» **分析用テキスト**

--------------------------------------------------

鏑木蓮 『 炎罪 』



              2020-10-25


(作品は、鏑木蓮著 『 炎罪 』      講談社による。)
                  
          

  本書 2016年(平成28年)5月刊行。書き下ろし作品。

 鏑木蓮
(かぶらぎ・れん)(本書より)  

 1961年、京都生まれ。佛教大学文学部国文学科卒業。2006年「東京ダモイ」で第52回江戸川乱歩賞を受賞しデビュー。著書に「屈折光」「時限」「思い出探偵」「救命拒否」「白砂」「見えない鎖」「思い出をなくした男」「真友」「しらない町」「甘い罠−小説糖質制限食」「京都西陣シェアハウス〜憎まれ天使・有村志穂〜」「殺意の産声」などがある。

主な登場人物:

片岡真子(まこ)
<お嬢>

京都府警下京(しもぎょう)署刑事課刑事。新盛先生の講義受講中。
山之内医師放火事件では、スカンタコの差し金で伊澤と組み「鑑取り」担当に。
・母親 真子の実家は上七軒の花街で、日本舞踊と弓道の師範。
・初音 真子の母親の元に住み込む舞妓。

下京署

・中野 主任 優しい刑事。真子の上司。
・島田 署長

京都府警本部

・伊澤 係長、警部。火災特殊班の指揮をとっている。(片岡真子、自分のこと認めていない気がすると、高藤に告げる。)高藤の後輩。
新盛先生と海外研修で会い、意気投合したようだ。(高藤評)

--------------------------------------------------

» **抜粋データ**
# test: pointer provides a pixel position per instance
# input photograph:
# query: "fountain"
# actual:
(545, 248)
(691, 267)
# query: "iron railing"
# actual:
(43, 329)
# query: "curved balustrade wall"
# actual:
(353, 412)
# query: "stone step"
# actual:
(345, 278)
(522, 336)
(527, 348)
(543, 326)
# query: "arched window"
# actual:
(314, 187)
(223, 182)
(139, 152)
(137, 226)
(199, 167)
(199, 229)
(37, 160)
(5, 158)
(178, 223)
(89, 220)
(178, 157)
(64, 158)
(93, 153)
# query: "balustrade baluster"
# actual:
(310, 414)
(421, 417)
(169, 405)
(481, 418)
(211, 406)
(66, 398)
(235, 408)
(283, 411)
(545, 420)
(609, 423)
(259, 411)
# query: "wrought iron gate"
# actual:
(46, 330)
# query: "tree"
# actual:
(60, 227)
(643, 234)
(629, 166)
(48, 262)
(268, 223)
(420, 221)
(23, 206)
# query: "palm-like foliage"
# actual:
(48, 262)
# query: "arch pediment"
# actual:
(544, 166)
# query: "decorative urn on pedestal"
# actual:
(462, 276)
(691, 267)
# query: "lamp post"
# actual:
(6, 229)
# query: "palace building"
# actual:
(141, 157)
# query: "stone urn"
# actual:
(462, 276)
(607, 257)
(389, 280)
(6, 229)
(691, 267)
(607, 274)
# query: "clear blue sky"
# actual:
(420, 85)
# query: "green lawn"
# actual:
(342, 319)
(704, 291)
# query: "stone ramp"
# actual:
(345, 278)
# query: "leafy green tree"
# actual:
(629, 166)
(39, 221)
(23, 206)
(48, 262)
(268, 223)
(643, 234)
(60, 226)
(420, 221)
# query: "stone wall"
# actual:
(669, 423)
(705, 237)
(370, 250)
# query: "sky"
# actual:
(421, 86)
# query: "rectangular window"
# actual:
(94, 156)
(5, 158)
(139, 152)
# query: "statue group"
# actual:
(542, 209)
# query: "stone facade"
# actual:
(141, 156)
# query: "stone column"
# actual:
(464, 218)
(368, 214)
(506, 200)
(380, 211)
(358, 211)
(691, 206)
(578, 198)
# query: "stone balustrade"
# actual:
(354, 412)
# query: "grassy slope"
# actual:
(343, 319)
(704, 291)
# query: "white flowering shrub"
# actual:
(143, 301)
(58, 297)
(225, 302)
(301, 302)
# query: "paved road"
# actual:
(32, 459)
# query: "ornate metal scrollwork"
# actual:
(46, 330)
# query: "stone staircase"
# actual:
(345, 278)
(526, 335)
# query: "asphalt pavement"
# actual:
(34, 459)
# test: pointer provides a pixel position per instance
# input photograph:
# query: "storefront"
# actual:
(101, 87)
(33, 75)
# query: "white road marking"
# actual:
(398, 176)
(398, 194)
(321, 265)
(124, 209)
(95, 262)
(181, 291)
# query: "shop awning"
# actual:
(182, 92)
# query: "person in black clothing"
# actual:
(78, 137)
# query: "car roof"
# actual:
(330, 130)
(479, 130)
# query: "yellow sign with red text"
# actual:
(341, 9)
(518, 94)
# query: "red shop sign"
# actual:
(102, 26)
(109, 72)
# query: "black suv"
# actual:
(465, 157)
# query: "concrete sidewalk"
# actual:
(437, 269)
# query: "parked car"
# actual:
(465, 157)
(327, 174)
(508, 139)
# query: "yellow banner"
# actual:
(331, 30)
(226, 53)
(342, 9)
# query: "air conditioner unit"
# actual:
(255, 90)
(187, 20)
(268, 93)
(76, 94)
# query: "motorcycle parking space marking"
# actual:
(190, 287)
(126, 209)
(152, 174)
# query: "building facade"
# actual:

--------------------------------------------------

» **作業の指示**
A) 『炎罪』の紹介ページの登場人物一覧で、行頭に「・」が付いている人物をすべて挙げよ。
B) 『炎罪』の紹介ページによると、著者は何という作品でどの賞を受賞してデビューしたか。
C) 『炎罪』の紹介ページの登場人物一覧を、最後の行の次から続けて書いてください。
エントリーはこの作業には一切関係しません。

» **記述解答**
A) 母親(真子の母親)、初音、中野、島田、伊澤

B) 「東京ダモイ」で第52回江戸川乱歩賞を受賞してデビューした。

C)
・高藤 一課長 真子にとって尊敬の念を持っているスカンタコ。
・水森班長 鑑識課

新盛英信
(しんもり・えいしん)
精神科医。学生時代山之内一蔵の薫陶(くんとう)を受けている。府警顧問。
山之内医師放火事件関係

・被害者:山之内一蔵、元東都医科大学精神科教授、67才。退官後自宅でクリニック開設。ガソリンを浴びせられ焼死。
・妻 和代 夫婦二人住まいだったが、行方不明に。脳梗塞が原因で少々認知状態が落ちている。火の不始末も何度か。
・息子 一史(かずふみ)慶明大学病院の脳外科医。東京在。

「陽だまりの会」関係者

NPOの趣旨:家庭の事情、特に経済苦により学校を辞めざるを得なかった子に勉強を教える、寺小屋のようなもの。
・代表 榊原泰子(さかきばら・やすこ)
・スタッフ 日向雄大(ひゅうが・ゆうだい)司法試験に挑みながら働いている。
・顧問弁護士 谷中(やなか)。

西城芽衣
母親 麻衣子
父親 長門(離婚)

「陽だまりの会」に通う本来なら高校2年生の16才。両親の様子に生きる望みを見いだせない状態。
雄大が支えに肩入れし過ぎ(泰子評)。
・母親 アルコール依存症、入院。
・長門 山之内一蔵の患者。連続放火事件の容疑者。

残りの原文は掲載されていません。